[Supplied data — start]
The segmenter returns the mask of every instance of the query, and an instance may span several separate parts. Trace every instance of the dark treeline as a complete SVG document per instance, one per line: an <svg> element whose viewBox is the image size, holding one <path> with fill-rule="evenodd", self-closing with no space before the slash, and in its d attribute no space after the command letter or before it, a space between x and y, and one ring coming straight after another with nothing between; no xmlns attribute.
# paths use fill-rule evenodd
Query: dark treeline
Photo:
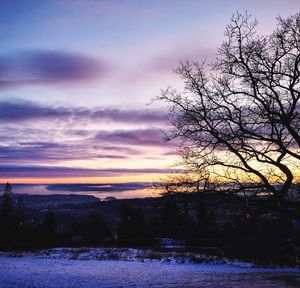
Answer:
<svg viewBox="0 0 300 288"><path fill-rule="evenodd" d="M160 238L172 238L184 240L190 249L214 247L213 253L222 251L227 256L299 261L299 215L289 209L277 213L268 201L253 202L249 209L241 199L225 198L169 195L158 199L155 207L117 200L118 211L110 219L101 209L87 209L80 216L70 212L69 220L63 221L55 210L43 209L41 217L33 220L22 196L13 201L12 187L6 184L1 199L0 246L155 246ZM299 204L294 205L299 210Z"/></svg>

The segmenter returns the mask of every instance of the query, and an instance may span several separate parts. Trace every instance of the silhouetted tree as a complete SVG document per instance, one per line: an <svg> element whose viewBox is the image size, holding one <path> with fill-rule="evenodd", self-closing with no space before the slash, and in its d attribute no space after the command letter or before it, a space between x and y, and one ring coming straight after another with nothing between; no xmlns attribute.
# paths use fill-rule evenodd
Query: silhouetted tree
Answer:
<svg viewBox="0 0 300 288"><path fill-rule="evenodd" d="M111 231L100 213L89 213L86 219L76 225L73 233L89 244L111 239Z"/></svg>
<svg viewBox="0 0 300 288"><path fill-rule="evenodd" d="M15 214L16 214L17 229L23 229L25 224L25 207L24 207L24 199L22 195L20 195L17 199Z"/></svg>
<svg viewBox="0 0 300 288"><path fill-rule="evenodd" d="M2 203L1 203L1 213L8 217L8 215L12 215L12 186L9 183L6 183L3 189L2 194Z"/></svg>
<svg viewBox="0 0 300 288"><path fill-rule="evenodd" d="M46 243L53 243L56 240L56 219L52 211L48 211L44 215L43 223L40 226L40 238Z"/></svg>
<svg viewBox="0 0 300 288"><path fill-rule="evenodd" d="M209 215L204 200L198 201L196 209L197 209L197 236L207 237L210 232L209 230L211 230L212 219Z"/></svg>
<svg viewBox="0 0 300 288"><path fill-rule="evenodd" d="M131 237L131 210L128 204L122 204L120 207L120 223L118 227L118 238Z"/></svg>
<svg viewBox="0 0 300 288"><path fill-rule="evenodd" d="M6 183L3 189L1 199L1 240L4 242L12 241L12 235L14 232L14 218L13 218L13 205L12 205L12 186Z"/></svg>
<svg viewBox="0 0 300 288"><path fill-rule="evenodd" d="M180 214L179 207L172 199L165 198L161 211L162 236L181 238L183 235L183 217Z"/></svg>
<svg viewBox="0 0 300 288"><path fill-rule="evenodd" d="M128 204L120 207L120 222L118 226L119 239L143 239L148 235L144 213L140 208L131 208Z"/></svg>
<svg viewBox="0 0 300 288"><path fill-rule="evenodd" d="M15 225L15 241L22 244L25 241L26 227L25 227L25 207L23 196L19 196L17 199L15 213L14 213L14 225Z"/></svg>
<svg viewBox="0 0 300 288"><path fill-rule="evenodd" d="M184 92L170 87L158 97L170 108L167 138L180 138L184 147L187 180L169 189L266 192L279 207L293 189L300 160L300 13L279 17L269 36L259 36L256 26L249 15L234 15L216 60L182 63L176 72Z"/></svg>

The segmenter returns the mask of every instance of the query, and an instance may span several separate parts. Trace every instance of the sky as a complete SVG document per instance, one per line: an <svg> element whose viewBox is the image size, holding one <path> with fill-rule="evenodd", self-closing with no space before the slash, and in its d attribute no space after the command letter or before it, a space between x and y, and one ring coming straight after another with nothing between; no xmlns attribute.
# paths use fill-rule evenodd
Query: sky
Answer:
<svg viewBox="0 0 300 288"><path fill-rule="evenodd" d="M212 61L236 11L269 34L299 0L0 0L0 182L151 182L180 61Z"/></svg>

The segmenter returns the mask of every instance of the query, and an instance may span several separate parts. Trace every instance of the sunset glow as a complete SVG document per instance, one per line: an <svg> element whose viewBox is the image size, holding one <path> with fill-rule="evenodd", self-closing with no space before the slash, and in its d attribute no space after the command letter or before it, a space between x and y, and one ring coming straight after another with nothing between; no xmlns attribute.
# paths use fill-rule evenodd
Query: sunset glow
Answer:
<svg viewBox="0 0 300 288"><path fill-rule="evenodd" d="M299 9L298 0L188 3L1 1L0 182L152 182L176 172L167 111L152 103L161 88L182 86L172 69L211 60L237 10L269 33L279 14Z"/></svg>

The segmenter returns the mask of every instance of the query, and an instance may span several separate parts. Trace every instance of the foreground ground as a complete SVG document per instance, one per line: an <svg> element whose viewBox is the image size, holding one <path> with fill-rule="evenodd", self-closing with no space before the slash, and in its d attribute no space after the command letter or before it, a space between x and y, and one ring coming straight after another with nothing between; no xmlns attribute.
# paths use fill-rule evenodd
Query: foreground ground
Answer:
<svg viewBox="0 0 300 288"><path fill-rule="evenodd" d="M255 268L244 263L177 263L134 257L130 261L95 260L95 257L74 260L65 257L65 253L47 254L1 254L0 287L300 287L298 269Z"/></svg>

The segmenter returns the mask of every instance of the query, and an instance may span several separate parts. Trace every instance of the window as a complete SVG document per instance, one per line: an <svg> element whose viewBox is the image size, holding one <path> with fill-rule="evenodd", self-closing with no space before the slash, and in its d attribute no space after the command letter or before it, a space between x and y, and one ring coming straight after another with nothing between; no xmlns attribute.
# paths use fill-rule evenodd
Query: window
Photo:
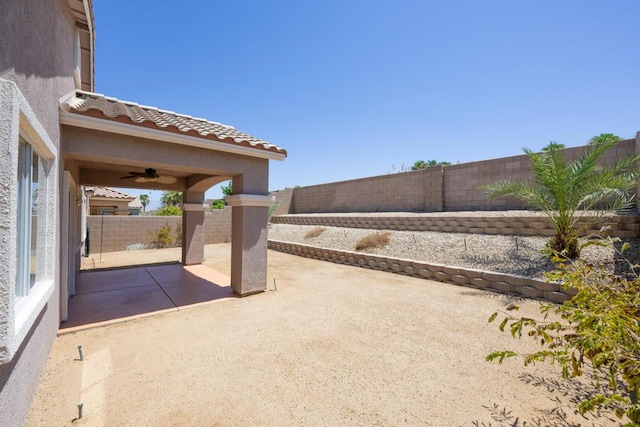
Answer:
<svg viewBox="0 0 640 427"><path fill-rule="evenodd" d="M14 82L0 78L0 365L16 355L55 292L58 147ZM6 203L10 201L10 203ZM5 243L6 242L6 243Z"/></svg>
<svg viewBox="0 0 640 427"><path fill-rule="evenodd" d="M90 209L89 215L115 215L118 212L116 206L98 206Z"/></svg>
<svg viewBox="0 0 640 427"><path fill-rule="evenodd" d="M44 279L46 230L46 162L20 138L18 147L16 297L29 295Z"/></svg>

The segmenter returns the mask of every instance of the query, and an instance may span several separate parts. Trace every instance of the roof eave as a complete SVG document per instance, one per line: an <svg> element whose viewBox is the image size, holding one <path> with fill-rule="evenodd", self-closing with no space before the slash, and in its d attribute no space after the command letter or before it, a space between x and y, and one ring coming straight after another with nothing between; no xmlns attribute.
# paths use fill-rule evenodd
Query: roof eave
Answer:
<svg viewBox="0 0 640 427"><path fill-rule="evenodd" d="M66 111L64 108L60 109L60 124L80 127L84 129L116 133L120 135L129 135L138 138L153 139L157 141L169 142L172 144L185 145L188 147L203 148L206 150L222 151L243 156L257 157L261 159L284 160L287 157L287 155L284 153L263 150L260 148L233 145L226 142L197 138L190 135L180 135L159 129L150 129L107 119L84 116L82 114L71 113L69 111Z"/></svg>

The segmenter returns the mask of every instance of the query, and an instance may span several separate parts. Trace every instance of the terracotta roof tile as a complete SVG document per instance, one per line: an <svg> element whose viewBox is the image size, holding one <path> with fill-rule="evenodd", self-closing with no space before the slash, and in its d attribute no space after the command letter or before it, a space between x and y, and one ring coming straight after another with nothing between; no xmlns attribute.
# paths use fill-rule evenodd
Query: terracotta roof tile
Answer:
<svg viewBox="0 0 640 427"><path fill-rule="evenodd" d="M140 201L140 197L137 197L129 202L129 209L142 209L142 202Z"/></svg>
<svg viewBox="0 0 640 427"><path fill-rule="evenodd" d="M139 105L135 102L120 101L97 93L76 91L75 97L67 100L63 108L70 113L157 128L287 155L284 148L240 132L231 126L177 114L173 111L160 110L156 107Z"/></svg>
<svg viewBox="0 0 640 427"><path fill-rule="evenodd" d="M92 197L104 197L107 199L129 199L134 200L136 196L132 196L131 194L123 193L118 190L114 190L109 187L91 187L86 186L85 191L93 191Z"/></svg>

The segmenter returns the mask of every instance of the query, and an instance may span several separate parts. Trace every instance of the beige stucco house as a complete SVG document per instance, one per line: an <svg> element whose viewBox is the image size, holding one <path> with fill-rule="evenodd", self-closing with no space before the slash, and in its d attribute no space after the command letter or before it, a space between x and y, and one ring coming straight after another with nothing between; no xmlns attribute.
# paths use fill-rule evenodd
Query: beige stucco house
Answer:
<svg viewBox="0 0 640 427"><path fill-rule="evenodd" d="M132 195L109 187L85 186L88 215L135 215L142 209L140 200Z"/></svg>
<svg viewBox="0 0 640 427"><path fill-rule="evenodd" d="M2 2L0 425L23 423L67 318L83 186L182 191L182 262L198 264L204 193L232 179L232 288L266 288L269 160L286 151L230 126L94 93L94 37L91 0Z"/></svg>

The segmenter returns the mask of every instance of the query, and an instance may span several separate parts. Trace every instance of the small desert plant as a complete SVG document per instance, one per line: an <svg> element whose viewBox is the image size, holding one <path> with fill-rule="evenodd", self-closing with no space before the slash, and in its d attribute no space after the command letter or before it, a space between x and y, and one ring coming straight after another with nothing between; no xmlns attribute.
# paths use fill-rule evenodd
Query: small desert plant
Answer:
<svg viewBox="0 0 640 427"><path fill-rule="evenodd" d="M224 209L225 203L224 200L218 199L211 202L211 210L215 209Z"/></svg>
<svg viewBox="0 0 640 427"><path fill-rule="evenodd" d="M280 203L280 202L275 202L274 204L272 204L271 206L269 206L269 212L268 212L267 216L268 216L269 218L271 218L271 216L274 214L274 212L275 212L275 211L277 211L277 210L278 210L278 208L280 207L280 205L281 205L281 204L282 204L282 203Z"/></svg>
<svg viewBox="0 0 640 427"><path fill-rule="evenodd" d="M151 245L156 249L173 246L174 238L171 236L171 226L165 224L158 230L151 232Z"/></svg>
<svg viewBox="0 0 640 427"><path fill-rule="evenodd" d="M182 246L182 223L181 222L179 222L178 225L176 225L175 236L176 236L176 240L175 242L173 242L173 246L181 247Z"/></svg>
<svg viewBox="0 0 640 427"><path fill-rule="evenodd" d="M368 249L382 249L389 244L391 232L372 233L364 236L356 243L356 251L366 251Z"/></svg>
<svg viewBox="0 0 640 427"><path fill-rule="evenodd" d="M324 227L314 227L311 230L309 230L307 232L307 234L304 235L305 239L314 239L316 237L318 237L319 235L321 235L322 233L324 233L325 231L327 231L326 228Z"/></svg>

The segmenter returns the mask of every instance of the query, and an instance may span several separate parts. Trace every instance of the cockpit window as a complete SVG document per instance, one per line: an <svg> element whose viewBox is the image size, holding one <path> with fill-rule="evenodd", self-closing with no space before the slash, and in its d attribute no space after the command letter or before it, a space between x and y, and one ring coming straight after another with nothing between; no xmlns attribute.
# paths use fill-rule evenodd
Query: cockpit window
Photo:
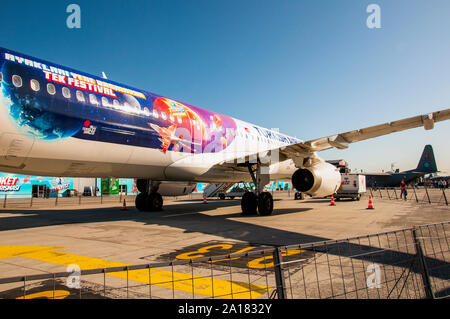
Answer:
<svg viewBox="0 0 450 319"><path fill-rule="evenodd" d="M62 88L62 95L66 98L66 99L70 99L70 90L69 88L66 88L65 86Z"/></svg>
<svg viewBox="0 0 450 319"><path fill-rule="evenodd" d="M31 86L31 89L35 92L39 91L39 89L40 89L39 82L34 79L30 81L30 86Z"/></svg>
<svg viewBox="0 0 450 319"><path fill-rule="evenodd" d="M157 110L153 110L153 117L155 118L155 119L157 119L158 117L159 117L159 115L158 115L158 111Z"/></svg>
<svg viewBox="0 0 450 319"><path fill-rule="evenodd" d="M116 107L120 106L120 102L118 100L113 100L113 105Z"/></svg>
<svg viewBox="0 0 450 319"><path fill-rule="evenodd" d="M56 93L55 86L51 83L48 83L47 84L47 92L48 92L48 94L55 95L55 93Z"/></svg>
<svg viewBox="0 0 450 319"><path fill-rule="evenodd" d="M0 72L0 82L2 82L3 81L3 74L2 74L2 72Z"/></svg>
<svg viewBox="0 0 450 319"><path fill-rule="evenodd" d="M77 91L76 95L77 95L77 100L78 101L80 101L80 102L84 102L85 101L83 92Z"/></svg>
<svg viewBox="0 0 450 319"><path fill-rule="evenodd" d="M13 76L12 76L12 82L13 82L13 85L14 85L16 88L22 87L22 78L21 78L20 76L18 76L18 75L13 75Z"/></svg>

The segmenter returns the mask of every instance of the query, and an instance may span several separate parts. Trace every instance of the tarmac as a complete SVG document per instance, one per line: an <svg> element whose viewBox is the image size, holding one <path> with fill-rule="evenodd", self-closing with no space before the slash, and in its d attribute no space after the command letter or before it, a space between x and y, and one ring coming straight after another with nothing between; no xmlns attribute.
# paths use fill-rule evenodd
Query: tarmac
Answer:
<svg viewBox="0 0 450 319"><path fill-rule="evenodd" d="M374 198L375 209L369 210L367 196L360 201L336 201L335 206L330 206L330 199L297 201L287 192L275 192L274 198L271 216L242 216L240 199L208 199L204 204L192 196L166 198L161 212L139 212L129 200L126 211L119 203L112 207L2 209L0 278L64 272L70 264L91 269L195 259L450 219L448 206L413 201ZM0 295L4 289L0 285ZM175 287L177 292L183 289Z"/></svg>

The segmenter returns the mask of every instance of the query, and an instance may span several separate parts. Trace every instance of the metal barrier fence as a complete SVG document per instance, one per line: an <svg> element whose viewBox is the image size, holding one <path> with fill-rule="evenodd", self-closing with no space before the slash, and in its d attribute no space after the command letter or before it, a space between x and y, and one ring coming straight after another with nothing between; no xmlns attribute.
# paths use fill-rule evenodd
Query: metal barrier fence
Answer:
<svg viewBox="0 0 450 319"><path fill-rule="evenodd" d="M76 207L81 205L116 205L123 204L134 206L136 195L98 195L98 196L71 196L71 197L25 197L24 194L4 194L0 196L0 207L3 208L52 208L52 207ZM28 195L29 196L29 195ZM189 199L200 200L202 193L194 193L181 196L163 196L164 200Z"/></svg>
<svg viewBox="0 0 450 319"><path fill-rule="evenodd" d="M400 189L394 187L369 188L367 193L372 197L389 200L405 200ZM406 200L416 203L448 206L448 201L450 200L449 195L447 188L429 188L426 186L408 187Z"/></svg>
<svg viewBox="0 0 450 319"><path fill-rule="evenodd" d="M101 196L72 196L72 197L23 197L21 194L4 194L0 197L0 207L3 208L49 208L98 204L133 203L136 195L101 195Z"/></svg>
<svg viewBox="0 0 450 319"><path fill-rule="evenodd" d="M143 265L72 265L68 272L0 278L0 298L448 298L449 228L445 222L214 256L203 250Z"/></svg>

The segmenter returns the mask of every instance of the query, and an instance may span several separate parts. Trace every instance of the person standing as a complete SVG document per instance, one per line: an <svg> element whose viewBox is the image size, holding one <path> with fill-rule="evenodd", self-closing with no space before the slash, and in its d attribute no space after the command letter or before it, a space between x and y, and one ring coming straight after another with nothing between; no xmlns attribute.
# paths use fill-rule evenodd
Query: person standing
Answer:
<svg viewBox="0 0 450 319"><path fill-rule="evenodd" d="M400 198L404 197L406 200L406 196L408 195L408 192L406 191L406 183L405 180L402 179L400 182Z"/></svg>

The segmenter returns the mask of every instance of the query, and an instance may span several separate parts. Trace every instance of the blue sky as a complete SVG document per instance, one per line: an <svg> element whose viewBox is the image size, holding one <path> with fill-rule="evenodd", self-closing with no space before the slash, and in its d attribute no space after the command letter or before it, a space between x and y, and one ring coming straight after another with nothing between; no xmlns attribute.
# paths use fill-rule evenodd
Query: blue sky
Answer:
<svg viewBox="0 0 450 319"><path fill-rule="evenodd" d="M81 7L81 29L66 7ZM369 4L381 29L368 29ZM4 1L0 46L308 140L450 107L448 0ZM450 121L320 153L450 174Z"/></svg>

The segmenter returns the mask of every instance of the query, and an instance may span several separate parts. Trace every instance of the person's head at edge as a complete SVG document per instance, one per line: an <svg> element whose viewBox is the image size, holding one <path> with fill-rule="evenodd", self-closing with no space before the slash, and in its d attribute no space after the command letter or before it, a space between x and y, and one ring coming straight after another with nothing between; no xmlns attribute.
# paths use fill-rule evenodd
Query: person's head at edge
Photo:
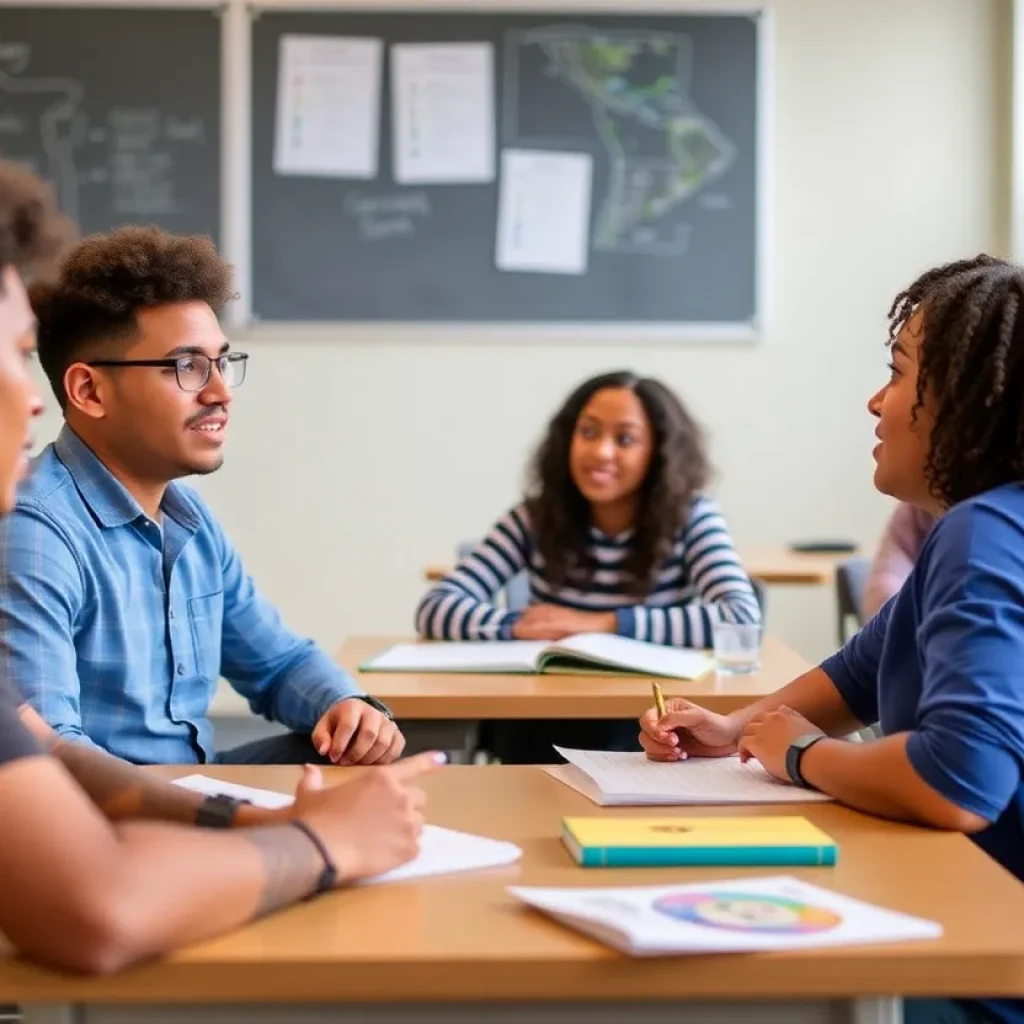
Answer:
<svg viewBox="0 0 1024 1024"><path fill-rule="evenodd" d="M941 514L1024 481L1024 269L977 256L922 274L890 309L875 486Z"/></svg>
<svg viewBox="0 0 1024 1024"><path fill-rule="evenodd" d="M31 422L43 409L29 373L36 321L25 282L46 270L70 237L50 190L28 171L0 161L0 515L14 506L28 468Z"/></svg>
<svg viewBox="0 0 1024 1024"><path fill-rule="evenodd" d="M145 511L171 480L220 467L245 361L217 318L232 277L209 239L153 227L94 235L30 297L68 426Z"/></svg>
<svg viewBox="0 0 1024 1024"><path fill-rule="evenodd" d="M635 530L623 565L650 592L710 475L700 427L665 385L628 371L585 381L548 426L531 469L528 509L554 587L586 564L591 526Z"/></svg>

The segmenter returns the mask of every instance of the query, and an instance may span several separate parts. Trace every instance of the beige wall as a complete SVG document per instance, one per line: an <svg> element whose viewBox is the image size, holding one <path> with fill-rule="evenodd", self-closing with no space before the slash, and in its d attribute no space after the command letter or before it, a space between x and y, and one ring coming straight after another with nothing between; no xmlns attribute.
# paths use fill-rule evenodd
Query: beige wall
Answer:
<svg viewBox="0 0 1024 1024"><path fill-rule="evenodd" d="M1008 7L774 4L774 321L756 347L246 339L228 461L200 486L286 617L332 648L408 630L421 566L516 499L570 387L623 365L707 426L739 542L872 543L888 503L864 404L888 303L931 263L1006 249ZM774 631L828 650L831 594L771 599Z"/></svg>

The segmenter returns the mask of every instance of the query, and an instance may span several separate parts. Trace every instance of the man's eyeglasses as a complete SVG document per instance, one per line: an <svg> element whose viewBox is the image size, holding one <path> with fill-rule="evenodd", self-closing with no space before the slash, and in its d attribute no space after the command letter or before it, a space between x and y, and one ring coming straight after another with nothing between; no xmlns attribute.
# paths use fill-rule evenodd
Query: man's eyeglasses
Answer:
<svg viewBox="0 0 1024 1024"><path fill-rule="evenodd" d="M173 369L182 391L202 391L209 383L214 363L229 388L237 388L245 380L247 352L227 352L216 359L202 353L178 356L177 359L96 359L86 366L164 366Z"/></svg>

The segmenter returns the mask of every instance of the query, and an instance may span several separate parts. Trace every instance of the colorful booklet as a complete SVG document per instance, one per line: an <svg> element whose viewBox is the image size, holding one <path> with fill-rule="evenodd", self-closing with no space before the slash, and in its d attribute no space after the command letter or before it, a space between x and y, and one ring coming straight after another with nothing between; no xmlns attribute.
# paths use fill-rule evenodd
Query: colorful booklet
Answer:
<svg viewBox="0 0 1024 1024"><path fill-rule="evenodd" d="M935 921L788 875L621 889L514 886L509 892L630 956L816 949L942 935Z"/></svg>
<svg viewBox="0 0 1024 1024"><path fill-rule="evenodd" d="M831 866L831 836L796 815L565 818L562 842L583 867Z"/></svg>

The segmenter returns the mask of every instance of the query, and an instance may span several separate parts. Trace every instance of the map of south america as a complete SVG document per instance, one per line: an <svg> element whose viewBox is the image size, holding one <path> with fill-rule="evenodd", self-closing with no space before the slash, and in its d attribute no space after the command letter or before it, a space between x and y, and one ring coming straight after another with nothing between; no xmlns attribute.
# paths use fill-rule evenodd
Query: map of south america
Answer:
<svg viewBox="0 0 1024 1024"><path fill-rule="evenodd" d="M509 54L514 81L525 47L539 47L547 73L589 104L608 153L609 186L595 218L594 247L685 251L686 226L669 215L721 177L735 155L733 143L689 96L689 37L585 26L518 33Z"/></svg>

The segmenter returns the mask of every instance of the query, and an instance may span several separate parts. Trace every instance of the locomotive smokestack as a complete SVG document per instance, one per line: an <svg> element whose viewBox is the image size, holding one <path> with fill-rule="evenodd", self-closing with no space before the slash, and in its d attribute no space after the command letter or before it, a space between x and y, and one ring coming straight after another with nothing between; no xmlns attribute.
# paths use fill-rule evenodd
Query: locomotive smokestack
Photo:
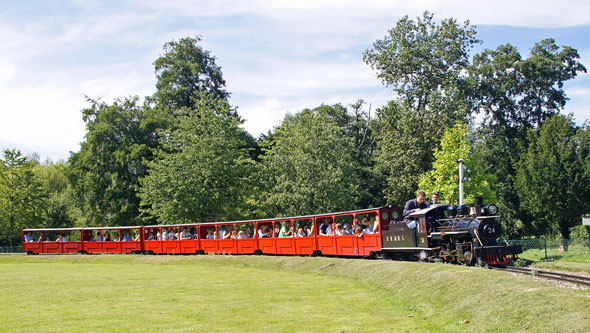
[Supplied data — finish]
### [Exercise objective]
Filter the records down to the lines containing the word "eave", and copy those.

### [Answer box]
The segmenter returns the mask of every instance of the query, and an instance may span several separate parts. Trace every instance of the roof eave as a complete SVG document per instance, one per line: an <svg> element whose viewBox is the image size, holding one <path> with fill-rule="evenodd", self-closing with no space before the slash, and in its d attribute no space after the command letter or before it, a space between x and y, and one ring coming straight after another with nothing between; no xmlns attribute.
Query: roof eave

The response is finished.